### [CUESTIONES PARA RESOLVER]
1 - Indique si cada afirmación concuerda con el fragmento sobre la tesis de Saer. Responda sí o no y cite textualmente las palabras del fragmento que lo deciden: (a) Carroll afirmaba que las palabras tienen dueño. (b) Según Saer, los políticos hablan en verso. (c) Desde la generación del 80, la gran discusión ha pasado por quién ejerce el poder.
2 - Transcriba sin modificaciones el pasaje del fragmento sobre la tesis de Saer que comienza con "Pero, volviendo a" y continúa hasta "y su lenguaje.".

### [FRAGMENTO PARA LEER]
Ilustración: Luis Felipe Noé/Una historia más

Pero, volviendo a la tesis de Saer, la primera pregunta que me sugiere es bastante obvia: ¿Hay alguna producción humana que no sea o intente ser utilizada por el estado y el mercado? Si como él dice, los políticos no hablan en verso, el lenguaje publicitario de los políticos que hablan en prosa, forma parte también del material a analizar como contradicción propia del lenguaje y quizá como material literario no sea nada despreciable. Las palabras, afirmaba Carroll, tienen dueño, y conocer a ese dueño es quizá la tarea más fructífera para disputar o cuestionar, o al menos saber qué hacer y cómo hacer con el tejido de las palabras. Creo que ese es el lugar desde dónde se ha ido abriendo otro modo de narrar, y desde donde la literatura argentina se ha ido construyendo, bordando una línea que siempre ha tenido como problemática o temática central el poder estatal y su lenguaje.
Desde la generación del 80, la gran discusión ha pasado por quién ejerce el poder y funda ideológicamente lo que hoy llamamos país, o quién lo cuestiona, como hizo la generación a la que le correspondió el anarquismo, el populismo, el peronismo, las múltiples dictaduras, y hasta nuestros días, en los que continúa en el centro de la polémica el lugar del pensamiento en relación con el estado y el poder.

### [INFORMACIÓN PROPORCIONADA]
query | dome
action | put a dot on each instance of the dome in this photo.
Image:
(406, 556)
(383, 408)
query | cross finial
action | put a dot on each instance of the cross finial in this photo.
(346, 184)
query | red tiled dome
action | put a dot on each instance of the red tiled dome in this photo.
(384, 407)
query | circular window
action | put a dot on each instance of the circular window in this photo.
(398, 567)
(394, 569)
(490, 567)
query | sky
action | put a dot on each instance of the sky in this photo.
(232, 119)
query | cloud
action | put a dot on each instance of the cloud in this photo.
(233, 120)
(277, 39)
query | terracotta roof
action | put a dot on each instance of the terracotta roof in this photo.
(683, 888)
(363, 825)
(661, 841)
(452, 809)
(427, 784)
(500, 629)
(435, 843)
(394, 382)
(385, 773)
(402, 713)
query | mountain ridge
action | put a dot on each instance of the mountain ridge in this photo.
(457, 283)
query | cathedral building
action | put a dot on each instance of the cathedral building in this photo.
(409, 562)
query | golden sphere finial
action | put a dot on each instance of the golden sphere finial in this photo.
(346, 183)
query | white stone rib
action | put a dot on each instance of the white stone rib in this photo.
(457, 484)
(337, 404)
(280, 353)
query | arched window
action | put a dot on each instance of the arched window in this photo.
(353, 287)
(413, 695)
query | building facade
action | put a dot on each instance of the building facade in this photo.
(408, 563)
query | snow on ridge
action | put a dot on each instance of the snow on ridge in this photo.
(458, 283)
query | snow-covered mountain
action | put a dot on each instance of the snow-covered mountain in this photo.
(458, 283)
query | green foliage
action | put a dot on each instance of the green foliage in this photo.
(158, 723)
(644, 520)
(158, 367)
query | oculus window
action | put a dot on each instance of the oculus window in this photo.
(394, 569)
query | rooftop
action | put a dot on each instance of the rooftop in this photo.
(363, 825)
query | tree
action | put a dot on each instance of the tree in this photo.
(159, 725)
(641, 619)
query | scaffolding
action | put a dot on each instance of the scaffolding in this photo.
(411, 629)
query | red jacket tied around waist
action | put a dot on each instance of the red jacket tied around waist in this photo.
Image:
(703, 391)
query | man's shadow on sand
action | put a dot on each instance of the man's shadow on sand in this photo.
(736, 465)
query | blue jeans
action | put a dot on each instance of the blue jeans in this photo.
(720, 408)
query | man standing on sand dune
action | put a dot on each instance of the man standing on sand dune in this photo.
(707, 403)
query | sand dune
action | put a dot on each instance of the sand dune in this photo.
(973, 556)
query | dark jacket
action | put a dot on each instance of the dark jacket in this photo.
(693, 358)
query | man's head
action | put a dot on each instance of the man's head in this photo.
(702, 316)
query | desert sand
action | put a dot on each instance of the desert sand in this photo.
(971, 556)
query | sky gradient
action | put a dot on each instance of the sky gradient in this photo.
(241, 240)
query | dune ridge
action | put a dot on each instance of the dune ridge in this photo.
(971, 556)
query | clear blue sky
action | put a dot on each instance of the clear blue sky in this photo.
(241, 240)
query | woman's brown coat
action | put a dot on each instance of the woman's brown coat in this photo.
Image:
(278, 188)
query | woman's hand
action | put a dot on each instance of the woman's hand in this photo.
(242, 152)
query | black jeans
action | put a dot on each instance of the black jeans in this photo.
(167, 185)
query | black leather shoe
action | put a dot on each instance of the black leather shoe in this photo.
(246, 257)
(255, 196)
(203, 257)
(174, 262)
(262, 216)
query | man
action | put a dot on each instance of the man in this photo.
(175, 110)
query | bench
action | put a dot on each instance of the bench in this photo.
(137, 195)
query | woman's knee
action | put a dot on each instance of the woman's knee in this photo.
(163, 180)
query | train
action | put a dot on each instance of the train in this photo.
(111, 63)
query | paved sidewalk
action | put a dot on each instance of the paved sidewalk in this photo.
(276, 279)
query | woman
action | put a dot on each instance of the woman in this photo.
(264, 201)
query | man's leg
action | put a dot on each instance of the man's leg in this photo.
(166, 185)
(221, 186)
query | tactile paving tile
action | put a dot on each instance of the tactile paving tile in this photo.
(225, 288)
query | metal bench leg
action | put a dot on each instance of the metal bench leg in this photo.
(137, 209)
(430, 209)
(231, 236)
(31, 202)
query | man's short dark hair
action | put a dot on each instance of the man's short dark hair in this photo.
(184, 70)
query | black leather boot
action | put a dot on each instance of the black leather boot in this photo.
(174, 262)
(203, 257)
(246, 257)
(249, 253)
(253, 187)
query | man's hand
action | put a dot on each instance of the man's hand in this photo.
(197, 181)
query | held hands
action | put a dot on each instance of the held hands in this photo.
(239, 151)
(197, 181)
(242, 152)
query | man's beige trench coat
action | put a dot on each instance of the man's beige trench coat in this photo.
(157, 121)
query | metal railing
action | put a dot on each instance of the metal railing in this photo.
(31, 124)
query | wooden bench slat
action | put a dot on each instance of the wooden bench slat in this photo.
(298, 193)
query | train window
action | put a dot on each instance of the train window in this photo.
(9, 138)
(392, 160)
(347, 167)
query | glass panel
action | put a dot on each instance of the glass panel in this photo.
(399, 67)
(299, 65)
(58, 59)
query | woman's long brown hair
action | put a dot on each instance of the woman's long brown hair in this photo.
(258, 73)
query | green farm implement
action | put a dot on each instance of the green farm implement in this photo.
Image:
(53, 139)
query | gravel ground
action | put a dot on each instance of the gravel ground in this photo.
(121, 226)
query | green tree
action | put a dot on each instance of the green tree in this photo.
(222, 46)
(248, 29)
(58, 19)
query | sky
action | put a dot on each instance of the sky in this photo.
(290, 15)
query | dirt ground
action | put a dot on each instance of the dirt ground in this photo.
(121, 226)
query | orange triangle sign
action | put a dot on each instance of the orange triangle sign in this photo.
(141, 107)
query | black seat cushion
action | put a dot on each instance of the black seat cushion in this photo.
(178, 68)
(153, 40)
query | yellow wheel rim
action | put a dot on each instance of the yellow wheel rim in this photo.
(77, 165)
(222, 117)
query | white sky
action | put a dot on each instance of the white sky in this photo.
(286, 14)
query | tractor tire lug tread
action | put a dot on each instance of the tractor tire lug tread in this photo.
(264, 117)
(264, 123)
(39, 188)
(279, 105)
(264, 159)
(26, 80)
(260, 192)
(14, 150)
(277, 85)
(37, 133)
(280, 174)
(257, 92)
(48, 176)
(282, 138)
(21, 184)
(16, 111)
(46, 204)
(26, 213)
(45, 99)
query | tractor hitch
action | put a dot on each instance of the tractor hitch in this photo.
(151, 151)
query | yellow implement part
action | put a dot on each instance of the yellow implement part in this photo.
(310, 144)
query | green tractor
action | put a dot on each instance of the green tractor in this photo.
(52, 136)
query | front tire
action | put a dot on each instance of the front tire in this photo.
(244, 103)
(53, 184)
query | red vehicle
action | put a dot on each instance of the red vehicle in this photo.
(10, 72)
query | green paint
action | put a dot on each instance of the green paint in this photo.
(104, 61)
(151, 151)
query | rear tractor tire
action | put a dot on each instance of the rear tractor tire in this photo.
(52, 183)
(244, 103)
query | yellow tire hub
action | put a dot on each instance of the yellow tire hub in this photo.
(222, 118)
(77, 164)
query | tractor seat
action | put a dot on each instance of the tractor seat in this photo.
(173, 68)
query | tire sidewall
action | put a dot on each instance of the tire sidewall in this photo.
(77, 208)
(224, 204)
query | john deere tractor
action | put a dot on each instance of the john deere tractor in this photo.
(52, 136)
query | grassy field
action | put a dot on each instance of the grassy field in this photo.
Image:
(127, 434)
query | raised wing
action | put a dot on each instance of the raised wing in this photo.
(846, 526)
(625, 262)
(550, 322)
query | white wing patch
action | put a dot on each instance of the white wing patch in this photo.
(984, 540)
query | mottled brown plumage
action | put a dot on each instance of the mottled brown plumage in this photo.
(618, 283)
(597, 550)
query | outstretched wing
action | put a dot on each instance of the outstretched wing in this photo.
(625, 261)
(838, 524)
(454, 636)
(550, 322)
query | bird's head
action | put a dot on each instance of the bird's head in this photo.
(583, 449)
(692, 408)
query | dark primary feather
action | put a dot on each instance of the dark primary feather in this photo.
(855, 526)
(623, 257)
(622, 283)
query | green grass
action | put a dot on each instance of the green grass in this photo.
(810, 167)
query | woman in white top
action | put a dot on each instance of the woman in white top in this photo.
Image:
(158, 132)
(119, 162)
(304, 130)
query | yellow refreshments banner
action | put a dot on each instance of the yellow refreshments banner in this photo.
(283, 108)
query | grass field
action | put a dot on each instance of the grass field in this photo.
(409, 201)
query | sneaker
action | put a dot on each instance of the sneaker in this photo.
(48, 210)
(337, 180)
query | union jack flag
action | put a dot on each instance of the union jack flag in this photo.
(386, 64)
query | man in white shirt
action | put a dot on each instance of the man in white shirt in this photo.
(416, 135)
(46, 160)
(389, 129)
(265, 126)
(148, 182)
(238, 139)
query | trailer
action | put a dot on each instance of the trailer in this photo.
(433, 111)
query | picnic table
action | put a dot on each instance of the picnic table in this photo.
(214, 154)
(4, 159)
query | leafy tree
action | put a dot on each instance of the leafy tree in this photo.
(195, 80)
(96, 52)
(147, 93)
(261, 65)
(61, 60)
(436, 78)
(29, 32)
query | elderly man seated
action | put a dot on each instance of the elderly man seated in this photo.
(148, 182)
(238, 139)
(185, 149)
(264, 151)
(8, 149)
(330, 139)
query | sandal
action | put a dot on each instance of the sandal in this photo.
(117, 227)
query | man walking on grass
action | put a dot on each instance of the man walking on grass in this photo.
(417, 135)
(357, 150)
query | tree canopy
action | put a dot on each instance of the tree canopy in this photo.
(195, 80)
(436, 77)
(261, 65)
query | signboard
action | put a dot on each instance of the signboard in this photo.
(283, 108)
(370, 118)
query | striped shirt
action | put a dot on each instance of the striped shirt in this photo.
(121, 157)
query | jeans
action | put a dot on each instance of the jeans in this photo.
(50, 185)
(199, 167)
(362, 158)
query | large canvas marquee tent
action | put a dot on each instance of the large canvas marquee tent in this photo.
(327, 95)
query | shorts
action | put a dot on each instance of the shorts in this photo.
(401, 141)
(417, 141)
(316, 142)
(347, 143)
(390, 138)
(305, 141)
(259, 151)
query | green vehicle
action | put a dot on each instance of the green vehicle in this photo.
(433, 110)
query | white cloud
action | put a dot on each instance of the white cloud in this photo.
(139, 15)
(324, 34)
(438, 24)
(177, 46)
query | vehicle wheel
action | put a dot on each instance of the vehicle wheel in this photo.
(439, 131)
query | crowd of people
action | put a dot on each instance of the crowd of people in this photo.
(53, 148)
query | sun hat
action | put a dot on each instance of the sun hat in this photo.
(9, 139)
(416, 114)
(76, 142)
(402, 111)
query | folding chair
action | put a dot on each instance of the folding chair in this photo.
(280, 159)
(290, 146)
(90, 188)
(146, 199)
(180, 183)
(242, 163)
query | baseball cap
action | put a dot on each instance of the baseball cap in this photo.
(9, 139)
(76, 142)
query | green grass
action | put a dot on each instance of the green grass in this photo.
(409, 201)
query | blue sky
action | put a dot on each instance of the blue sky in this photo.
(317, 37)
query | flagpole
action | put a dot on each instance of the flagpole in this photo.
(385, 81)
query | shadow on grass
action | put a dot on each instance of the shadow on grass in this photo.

### [SOLUCIONES]
1 -
(a) Sí: «Las palabras, afirmaba Carroll, tienen dueño».
(b) No: «Si como él dice, los políticos no hablan en verso».
(c) Sí: «Desde la generación del 80, la gran discusión ha pasado por quién ejerce el poder».

2 -
Pero, volviendo a la tesis de Saer, la primera pregunta que me sugiere es bastante obvia: ¿Hay alguna producción humana que no sea o intente ser utilizada por el estado y el mercado? Si como él dice, los políticos no hablan en verso, el lenguaje publicitario de los políticos que hablan en prosa, forma parte también del material a analizar como contradicción propia del lenguaje y quizá como material literario no sea nada despreciable. Las palabras, afirmaba Carroll, tienen dueño, y conocer a ese dueño es quizá la tarea más fructífera para disputar o cuestionar, o al menos saber qué hacer y cómo hacer con el tejido de las palabras. Creo que ese es el lugar desde dónde se ha ido abriendo otro modo de narrar, y desde donde la literatura argentina se ha ido construyendo, bordando una línea que siempre ha tenido como problemática o temática central el poder estatal y su lenguaje.